• _About this exercise_: From the records below, copy the lines that include "gravel".

• _Data shown_:

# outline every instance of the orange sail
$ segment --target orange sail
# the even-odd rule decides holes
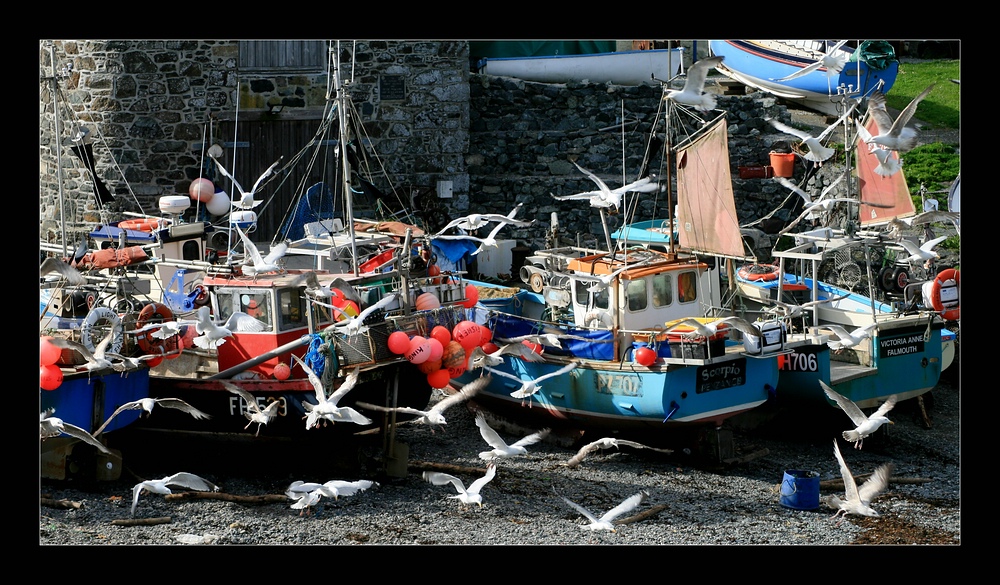
[[[875,120],[868,116],[864,122],[868,133],[875,136],[879,133]],[[897,161],[899,153],[893,151],[890,155]],[[875,172],[879,165],[878,158],[869,150],[869,146],[859,137],[855,151],[858,186],[861,192],[860,217],[862,226],[884,224],[894,217],[910,217],[916,215],[913,200],[910,199],[910,189],[906,186],[906,177],[900,169],[889,177]],[[890,207],[873,207],[865,205],[871,202]]]

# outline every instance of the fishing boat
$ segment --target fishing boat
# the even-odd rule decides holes
[[[873,120],[863,124],[874,129]],[[950,326],[960,317],[959,273],[907,260],[900,238],[916,236],[886,229],[915,214],[904,171],[880,174],[880,161],[863,139],[855,133],[851,143],[848,156],[855,162],[845,165],[845,173],[857,182],[860,201],[849,204],[840,221],[818,217],[820,225],[790,233],[794,245],[775,249],[776,262],[744,265],[734,275],[748,313],[806,306],[800,315],[786,315],[789,338],[800,332],[829,336],[782,356],[783,405],[837,408],[819,381],[861,408],[877,407],[892,394],[918,398],[937,385],[955,357]],[[839,347],[832,327],[872,329],[856,345]]]
[[[680,115],[668,110],[667,120]],[[677,125],[668,124],[668,136]],[[505,352],[491,370],[465,373],[459,383],[492,375],[478,403],[506,420],[670,442],[718,431],[774,396],[779,356],[791,349],[780,323],[758,323],[761,336],[717,323],[732,315],[720,286],[723,266],[752,257],[736,221],[725,112],[683,125],[689,135],[666,148],[678,161],[675,213],[685,226],[678,246],[669,238],[659,249],[612,242],[598,208],[606,248],[559,246],[552,237],[520,270],[530,290],[505,297],[477,283],[475,317],[492,331],[492,343],[524,340],[540,352]],[[662,184],[669,185],[674,167],[665,168]],[[698,338],[685,319],[718,328]],[[540,378],[533,393],[521,390]]]
[[[899,73],[887,41],[711,40],[709,49],[725,57],[716,68],[727,77],[829,116],[839,115],[839,96],[888,93]],[[824,58],[842,69],[817,67]]]
[[[667,80],[681,72],[684,49],[648,49],[579,55],[484,57],[479,73],[541,83],[613,83],[640,85]]]

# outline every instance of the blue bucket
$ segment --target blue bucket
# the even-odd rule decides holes
[[[781,480],[781,505],[796,510],[819,508],[819,473],[789,469]]]

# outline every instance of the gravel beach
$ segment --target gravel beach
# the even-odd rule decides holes
[[[958,362],[953,367],[957,370]],[[833,439],[849,426],[847,416],[834,409],[774,413],[755,417],[765,422],[753,424],[730,419],[723,426],[732,432],[735,447],[728,463],[682,449],[664,454],[623,447],[594,452],[569,468],[563,464],[577,448],[600,437],[585,435],[574,444],[564,434],[553,435],[529,447],[527,455],[500,460],[496,477],[482,489],[484,505],[464,506],[451,497],[457,495],[451,485],[432,485],[421,474],[425,469],[445,471],[468,485],[485,471],[478,453],[487,446],[474,421],[477,405],[469,402],[446,411],[448,424],[442,430],[397,427],[397,441],[408,448],[405,477],[383,473],[385,443],[379,435],[353,448],[348,441],[339,453],[331,452],[337,448],[330,445],[266,439],[130,445],[123,448],[125,470],[117,481],[74,485],[42,480],[39,543],[959,545],[957,374],[945,372],[942,382],[924,396],[924,410],[916,399],[898,404],[889,413],[894,424],[866,439],[863,449],[840,441],[856,476],[882,463],[895,465],[889,489],[873,503],[879,518],[849,516],[838,525],[831,519],[834,511],[824,504],[816,510],[781,505],[779,485],[789,469],[818,472],[821,498],[843,496],[842,484],[828,485],[840,479]],[[438,399],[435,395],[431,400]],[[519,438],[498,431],[508,442]],[[248,439],[254,439],[252,433]],[[313,459],[302,457],[303,452]],[[133,485],[178,471],[214,482],[227,499],[143,494],[135,518],[162,523],[115,524],[130,519]],[[404,474],[397,468],[393,475]],[[291,500],[282,495],[292,481],[331,479],[379,483],[352,496],[324,499],[309,515],[291,509]],[[636,510],[618,518],[616,532],[584,529],[583,516],[559,497],[600,516],[640,491],[648,496]]]

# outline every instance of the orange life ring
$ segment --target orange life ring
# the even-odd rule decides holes
[[[961,315],[959,275],[958,270],[946,268],[934,277],[934,284],[931,285],[931,306],[946,321],[958,321]]]
[[[737,274],[745,280],[768,282],[778,278],[780,270],[774,264],[746,264],[737,271]]]
[[[170,307],[163,303],[150,303],[139,311],[139,316],[135,319],[135,328],[142,329],[151,323],[172,321],[173,318],[174,313],[170,310]],[[136,335],[136,343],[139,344],[139,349],[144,353],[164,353],[162,346],[165,340],[153,337],[154,331],[156,330],[150,329]]]
[[[155,229],[159,229],[160,220],[154,217],[149,218],[139,218],[139,219],[126,219],[124,221],[118,222],[118,227],[123,230],[136,230],[140,232],[152,232]]]

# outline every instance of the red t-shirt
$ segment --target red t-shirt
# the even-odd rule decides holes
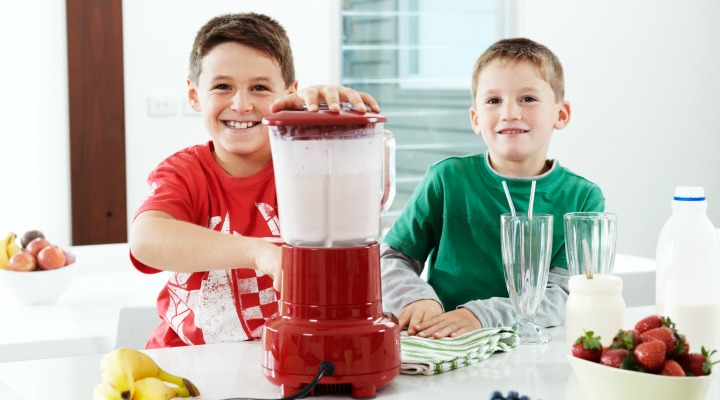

• _Solution for this exercise_:
# outline every instance of the gravel beach
$ segment --target gravel beach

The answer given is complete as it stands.